------ EXCERPT TO READ

Whoo. Another doozy! Yackson insists that a representative of the National Council for LaRaza's comments about the Heritage study are informative of the intent of its contents. I've never shot this many fish in the same barrel. Yee ha! Is there a catch limit?
The Heritage Foundation estimated that each low-skilled household results in a lifetime cost of $1.1 million (assuming a 50 year adult lifespan for heads of household). I predicted that anti-immigrant fanatics would cite this figure despite [sic] the above. I was right.
Yackson hangs his hat on there being some sort of bizarre superhuman trait within our low-skilled illegal alien population that renders them exempt from being counted as a part of the cost we all bear related to all of America's low-skilled residents. Further, he has unmasked his loathing and contempt for Americans who aren't educated; he strongly prefers criminal interlopers to citizens who did not finish high school, whatever the reason. Predictably, Yackson writes as if the Heritage Foundation study exists in a vacuum and that there are no other sources of data available. For instance, the National Academy of Sciences reported that the net lifetime cost to the American taxpayer of an adult Mexican immigrant is $55,200. Multiply that by the RAND Corp estimate of 20 million illegal aliens in the US and you get 1.4 Trillion dollars.
Nope. No major impact on society here. Move along. Don't worry about your kids. War is peace. Freedom is slavery.

------------
------ INFORMATION SUPPLIED

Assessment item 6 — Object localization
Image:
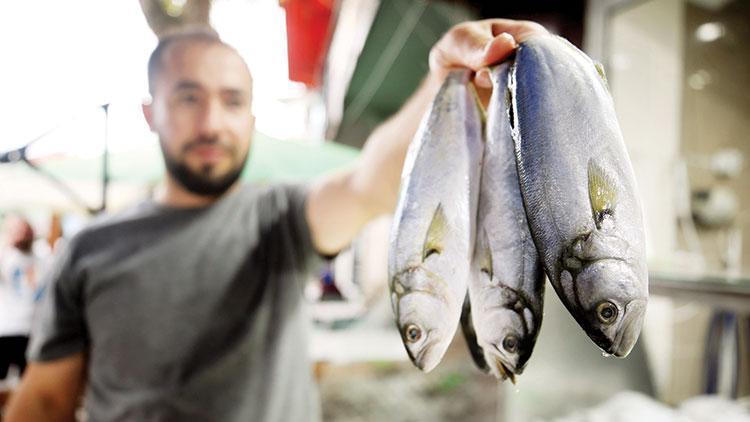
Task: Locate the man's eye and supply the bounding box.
[225,98,245,108]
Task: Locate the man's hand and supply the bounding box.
[306,19,547,255]
[430,19,547,88]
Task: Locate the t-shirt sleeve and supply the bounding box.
[27,242,88,362]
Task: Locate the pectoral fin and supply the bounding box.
[594,62,609,91]
[478,229,492,282]
[422,204,448,261]
[588,161,617,227]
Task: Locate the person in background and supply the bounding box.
[0,215,44,380]
[7,19,545,422]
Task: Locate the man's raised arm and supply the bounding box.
[4,353,85,422]
[306,19,546,254]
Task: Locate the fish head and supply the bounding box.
[392,267,461,372]
[481,307,536,383]
[575,258,648,357]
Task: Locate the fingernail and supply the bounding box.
[498,32,516,46]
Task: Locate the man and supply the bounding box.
[7,20,544,422]
[0,215,45,381]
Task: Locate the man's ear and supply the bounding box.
[141,98,155,132]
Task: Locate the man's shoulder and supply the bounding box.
[66,201,158,254]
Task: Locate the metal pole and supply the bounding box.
[99,104,109,212]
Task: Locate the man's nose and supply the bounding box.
[196,100,223,136]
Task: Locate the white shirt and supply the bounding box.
[0,247,47,337]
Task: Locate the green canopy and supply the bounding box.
[40,132,359,185]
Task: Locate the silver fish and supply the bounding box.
[508,35,648,357]
[469,63,544,383]
[388,71,483,372]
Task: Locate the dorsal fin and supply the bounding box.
[422,204,448,261]
[588,160,617,227]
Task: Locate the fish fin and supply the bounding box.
[422,204,448,262]
[479,229,493,282]
[588,160,617,227]
[594,61,609,91]
[461,293,490,373]
[467,83,487,126]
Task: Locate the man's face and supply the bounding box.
[144,42,255,196]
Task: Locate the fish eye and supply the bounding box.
[503,334,518,353]
[404,324,422,343]
[596,301,617,325]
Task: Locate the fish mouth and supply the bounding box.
[485,345,516,384]
[606,299,646,358]
[406,340,440,372]
[495,357,516,385]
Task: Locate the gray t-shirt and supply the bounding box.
[29,186,320,422]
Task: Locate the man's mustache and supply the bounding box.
[182,137,235,154]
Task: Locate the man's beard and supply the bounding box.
[159,138,248,197]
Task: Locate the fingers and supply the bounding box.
[484,19,548,43]
[430,19,547,82]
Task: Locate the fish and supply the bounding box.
[507,35,648,357]
[388,70,484,372]
[469,62,545,383]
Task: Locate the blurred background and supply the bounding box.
[0,0,750,421]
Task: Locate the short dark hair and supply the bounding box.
[148,26,226,95]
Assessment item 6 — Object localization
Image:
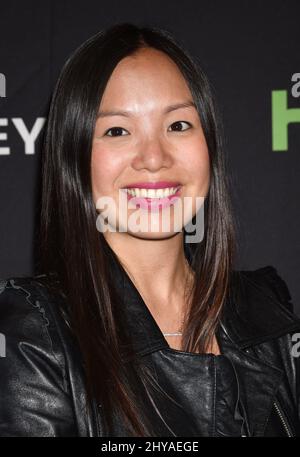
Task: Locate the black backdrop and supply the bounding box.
[0,0,300,314]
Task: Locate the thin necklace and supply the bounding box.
[163,259,189,336]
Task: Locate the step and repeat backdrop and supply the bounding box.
[0,0,300,315]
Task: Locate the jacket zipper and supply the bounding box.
[274,402,294,437]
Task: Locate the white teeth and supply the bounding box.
[125,187,179,198]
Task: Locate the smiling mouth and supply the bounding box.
[123,186,182,199]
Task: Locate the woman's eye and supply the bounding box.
[104,127,126,136]
[171,121,192,132]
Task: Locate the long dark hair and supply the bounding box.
[39,23,235,436]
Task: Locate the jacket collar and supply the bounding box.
[106,243,300,355]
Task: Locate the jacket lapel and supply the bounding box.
[104,239,300,436]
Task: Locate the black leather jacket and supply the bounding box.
[0,258,300,436]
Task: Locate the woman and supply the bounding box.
[0,23,300,436]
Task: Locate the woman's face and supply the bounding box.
[91,48,210,239]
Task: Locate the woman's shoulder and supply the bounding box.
[0,275,88,436]
[234,265,294,312]
[227,265,300,340]
[0,274,72,357]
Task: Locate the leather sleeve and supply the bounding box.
[0,280,77,437]
[252,265,294,312]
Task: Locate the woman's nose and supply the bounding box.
[132,139,173,172]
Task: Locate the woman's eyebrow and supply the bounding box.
[97,100,197,118]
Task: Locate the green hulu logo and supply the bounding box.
[272,73,300,151]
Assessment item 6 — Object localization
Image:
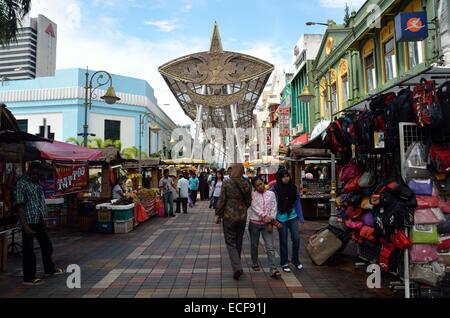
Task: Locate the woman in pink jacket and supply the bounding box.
[249,178,281,278]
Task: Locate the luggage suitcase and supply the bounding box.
[306,229,342,266]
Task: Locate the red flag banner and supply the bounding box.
[53,164,89,195]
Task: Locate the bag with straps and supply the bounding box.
[430,145,450,172]
[306,228,342,266]
[413,79,442,127]
[411,224,439,245]
[391,230,412,250]
[410,262,445,287]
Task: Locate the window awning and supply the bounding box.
[289,133,309,145]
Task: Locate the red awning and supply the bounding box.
[34,141,102,161]
[290,133,309,145]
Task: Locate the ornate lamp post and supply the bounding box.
[79,68,120,147]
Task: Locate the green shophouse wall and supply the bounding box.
[310,0,439,123]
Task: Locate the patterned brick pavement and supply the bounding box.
[0,202,395,298]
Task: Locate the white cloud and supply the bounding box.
[320,0,366,9]
[145,19,179,32]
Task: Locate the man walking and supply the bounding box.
[177,172,189,214]
[159,169,175,217]
[189,172,199,206]
[15,164,64,286]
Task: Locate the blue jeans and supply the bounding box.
[248,222,277,271]
[278,218,300,266]
[163,191,173,216]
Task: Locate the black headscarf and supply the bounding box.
[275,168,297,214]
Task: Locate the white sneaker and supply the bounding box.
[281,265,291,273]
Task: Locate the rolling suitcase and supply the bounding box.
[306,228,343,266]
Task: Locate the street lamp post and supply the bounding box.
[81,68,120,147]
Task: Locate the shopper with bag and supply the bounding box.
[248,178,281,278]
[216,164,252,280]
[272,168,304,272]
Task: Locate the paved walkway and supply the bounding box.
[0,202,394,298]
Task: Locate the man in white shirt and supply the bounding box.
[177,172,189,214]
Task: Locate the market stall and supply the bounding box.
[0,103,51,272]
[308,68,450,298]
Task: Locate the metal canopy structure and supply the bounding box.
[159,23,274,129]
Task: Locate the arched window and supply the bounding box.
[338,59,350,110]
[403,0,424,70]
[362,40,377,93]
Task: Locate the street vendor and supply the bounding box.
[112,178,124,200]
[15,164,64,286]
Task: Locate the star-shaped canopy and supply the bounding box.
[159,23,274,129]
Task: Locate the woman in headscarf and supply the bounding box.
[272,168,303,272]
[216,164,252,280]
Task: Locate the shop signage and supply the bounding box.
[53,164,89,195]
[395,11,428,42]
[278,107,291,137]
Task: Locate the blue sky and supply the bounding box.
[32,0,364,124]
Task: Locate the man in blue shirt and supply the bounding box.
[14,164,64,286]
[189,172,200,206]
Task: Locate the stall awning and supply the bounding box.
[0,130,52,143]
[342,66,450,113]
[33,141,102,161]
[289,133,309,145]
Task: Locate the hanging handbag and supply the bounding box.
[345,206,363,219]
[414,209,440,224]
[339,159,364,182]
[438,215,450,234]
[391,230,412,250]
[416,195,439,210]
[408,179,433,196]
[438,200,450,214]
[362,212,375,227]
[411,224,439,245]
[409,244,438,264]
[378,242,395,273]
[410,262,445,287]
[345,219,364,230]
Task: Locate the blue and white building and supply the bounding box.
[0,69,177,154]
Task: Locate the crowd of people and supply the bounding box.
[159,164,304,280]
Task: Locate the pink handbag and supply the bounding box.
[414,209,440,224]
[409,244,438,264]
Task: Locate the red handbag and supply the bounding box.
[416,195,439,210]
[345,206,364,219]
[344,175,361,193]
[439,201,450,214]
[378,242,395,273]
[391,230,412,250]
[345,219,364,230]
[437,237,450,251]
[359,225,376,242]
[352,232,364,244]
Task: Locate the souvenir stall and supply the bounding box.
[283,144,331,218]
[307,68,450,298]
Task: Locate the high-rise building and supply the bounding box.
[0,15,57,81]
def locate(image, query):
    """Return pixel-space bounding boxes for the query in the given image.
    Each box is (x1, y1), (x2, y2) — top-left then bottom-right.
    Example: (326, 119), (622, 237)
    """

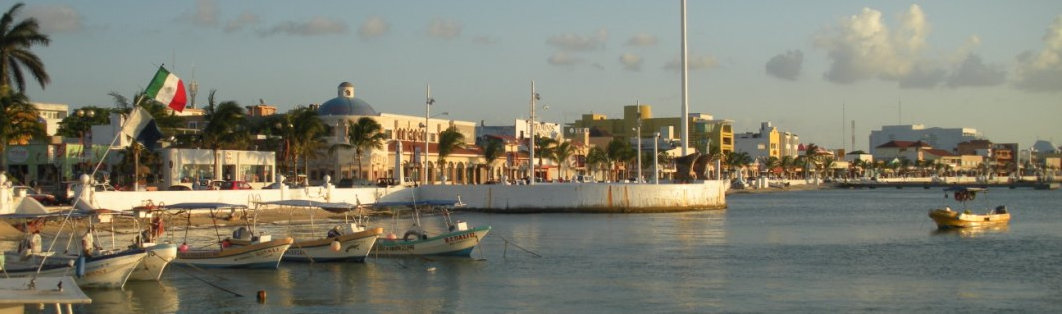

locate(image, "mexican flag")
(144, 67), (188, 112)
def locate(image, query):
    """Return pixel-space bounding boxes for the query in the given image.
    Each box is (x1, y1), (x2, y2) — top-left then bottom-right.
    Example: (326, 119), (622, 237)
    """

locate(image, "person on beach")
(81, 227), (102, 257)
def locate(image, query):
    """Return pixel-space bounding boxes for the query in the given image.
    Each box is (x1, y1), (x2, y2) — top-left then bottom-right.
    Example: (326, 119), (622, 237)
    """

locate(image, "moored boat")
(258, 199), (383, 262)
(929, 188), (1010, 229)
(372, 199), (491, 257)
(160, 203), (294, 269)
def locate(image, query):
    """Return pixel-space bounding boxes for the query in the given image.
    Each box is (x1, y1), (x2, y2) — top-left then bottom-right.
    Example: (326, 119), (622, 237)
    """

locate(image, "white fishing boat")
(160, 203), (294, 268)
(372, 199), (491, 257)
(4, 212), (148, 289)
(258, 199), (383, 262)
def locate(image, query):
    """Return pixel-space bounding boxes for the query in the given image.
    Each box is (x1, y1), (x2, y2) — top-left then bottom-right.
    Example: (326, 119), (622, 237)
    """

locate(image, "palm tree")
(439, 126), (465, 184)
(284, 107), (327, 184)
(586, 146), (612, 180)
(328, 117), (388, 178)
(0, 86), (45, 170)
(551, 141), (576, 178)
(483, 138), (506, 180)
(0, 3), (51, 92)
(605, 138), (637, 179)
(764, 156), (782, 178)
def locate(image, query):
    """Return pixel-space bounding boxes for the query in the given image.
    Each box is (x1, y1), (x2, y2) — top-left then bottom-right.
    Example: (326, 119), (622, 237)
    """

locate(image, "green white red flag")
(144, 67), (188, 112)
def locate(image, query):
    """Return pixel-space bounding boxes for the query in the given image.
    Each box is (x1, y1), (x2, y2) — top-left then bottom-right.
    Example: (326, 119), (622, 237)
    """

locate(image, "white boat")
(5, 249), (148, 289)
(0, 276), (92, 313)
(258, 199), (383, 262)
(372, 199), (491, 257)
(160, 203), (294, 269)
(4, 211), (148, 289)
(130, 243), (177, 281)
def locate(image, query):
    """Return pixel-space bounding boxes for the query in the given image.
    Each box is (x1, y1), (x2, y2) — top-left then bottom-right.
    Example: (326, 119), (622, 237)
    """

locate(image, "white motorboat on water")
(372, 199), (491, 257)
(258, 199), (383, 262)
(159, 203), (294, 268)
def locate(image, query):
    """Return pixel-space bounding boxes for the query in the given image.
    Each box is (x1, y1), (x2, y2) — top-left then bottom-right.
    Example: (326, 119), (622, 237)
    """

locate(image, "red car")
(14, 186), (58, 206)
(215, 181), (255, 190)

------------

◆ EXERCISE INSTRUCTIONS: Please carry the comment on the Heritage Foundation immigration cost study forward from its last sentence. The listing has no connection to the text.

◆ OUTPUT FOR THIS TASK:
Yackson, through his own exposition, is beginning to present himself as a perfect-storm example of the sort of person: 1)whose mis-indoctrination about history, tradition and sovereignty poses myriad onerous threats to our children and our children's children; and, 2)while he has yet to express it specifically, whose loathing for the comparatively few historical "evils" perpetrated by Americans throughout history completely negates the incalculable and phenomenal benefits the founding and existence of America has meant to the causes of liberty, innovation, and goodwill throughout the world.
I'm glad these moonbat gnats are so attracted by Jake's fine work. It serves us all well to know the various ugly shades, malformed dispositions and laughable ignorance of our enemies. It will be interesting to see how the newest little troll here responds.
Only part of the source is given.